#### Records shown
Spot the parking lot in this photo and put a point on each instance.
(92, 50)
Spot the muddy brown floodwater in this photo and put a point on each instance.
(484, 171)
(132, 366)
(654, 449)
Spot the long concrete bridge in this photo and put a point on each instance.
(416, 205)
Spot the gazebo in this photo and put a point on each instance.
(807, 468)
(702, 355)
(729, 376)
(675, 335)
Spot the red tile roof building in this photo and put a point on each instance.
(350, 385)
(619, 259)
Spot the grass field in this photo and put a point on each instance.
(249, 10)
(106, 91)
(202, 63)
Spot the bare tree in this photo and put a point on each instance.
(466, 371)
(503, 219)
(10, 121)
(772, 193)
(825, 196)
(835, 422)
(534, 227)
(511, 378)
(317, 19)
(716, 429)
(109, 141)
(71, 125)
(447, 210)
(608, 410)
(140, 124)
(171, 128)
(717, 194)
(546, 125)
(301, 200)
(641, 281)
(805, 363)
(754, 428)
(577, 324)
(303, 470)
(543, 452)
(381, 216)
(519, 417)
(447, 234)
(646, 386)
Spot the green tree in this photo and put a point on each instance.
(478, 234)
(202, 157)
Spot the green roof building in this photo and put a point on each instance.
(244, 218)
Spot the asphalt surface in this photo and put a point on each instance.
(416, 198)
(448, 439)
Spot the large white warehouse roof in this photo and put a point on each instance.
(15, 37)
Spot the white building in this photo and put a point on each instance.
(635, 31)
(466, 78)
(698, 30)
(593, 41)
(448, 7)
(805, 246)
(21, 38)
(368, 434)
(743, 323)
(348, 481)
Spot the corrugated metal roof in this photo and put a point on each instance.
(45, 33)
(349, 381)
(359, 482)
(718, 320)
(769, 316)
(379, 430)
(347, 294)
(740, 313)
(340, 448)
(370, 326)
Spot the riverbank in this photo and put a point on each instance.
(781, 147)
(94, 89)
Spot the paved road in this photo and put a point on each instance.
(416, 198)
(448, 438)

#### What you will do
Copy out each record from above, exactly.

#### Task output
Spot the parking lot in this photo and put a point on each instance.
(92, 50)
Spot the muddy brown floodwater in this photo and put a point on each instance.
(484, 171)
(132, 366)
(654, 449)
Spot the long concrete bridge in this photo and put a point on each instance.
(416, 205)
Spot the gazebo in this photo and put a point on each instance.
(807, 468)
(702, 355)
(729, 376)
(675, 335)
Spot the red tile roof building in this photo and put a point on each instance.
(350, 385)
(619, 259)
Spot the grass field in this photo and put a point on each instance.
(249, 10)
(106, 91)
(202, 63)
Spot the bare tree in this photo and put a point on each instance.
(466, 371)
(503, 219)
(10, 121)
(772, 193)
(825, 196)
(835, 422)
(534, 227)
(511, 378)
(317, 19)
(716, 429)
(109, 141)
(71, 125)
(447, 210)
(608, 410)
(140, 124)
(171, 128)
(717, 194)
(546, 125)
(301, 200)
(641, 281)
(805, 363)
(754, 428)
(577, 324)
(303, 470)
(543, 452)
(381, 216)
(519, 417)
(447, 234)
(646, 386)
Spot the green tree in this photo and put a point on each instance.
(478, 234)
(202, 157)
Spot the green roof building in this photo and put a point on each instance.
(244, 218)
Spot the asphalt surface in this photo and put a point on each instance.
(416, 198)
(448, 439)
Spot the large white warehouse roof in this photo and put a point on each instance.
(15, 37)
Spot the white building in this photo and put a point on each instance.
(635, 31)
(466, 78)
(698, 30)
(593, 41)
(448, 7)
(805, 246)
(21, 38)
(368, 434)
(743, 323)
(348, 481)
Spot the corrugated metal roof in this photo and put a point on each instance.
(45, 33)
(349, 381)
(359, 482)
(718, 320)
(769, 316)
(379, 430)
(347, 294)
(740, 313)
(340, 448)
(370, 326)
Spot the riverbank in this photo and put a point on each instance.
(781, 147)
(94, 89)
Spot the paved road in this photo and put a point on each instance.
(416, 198)
(448, 438)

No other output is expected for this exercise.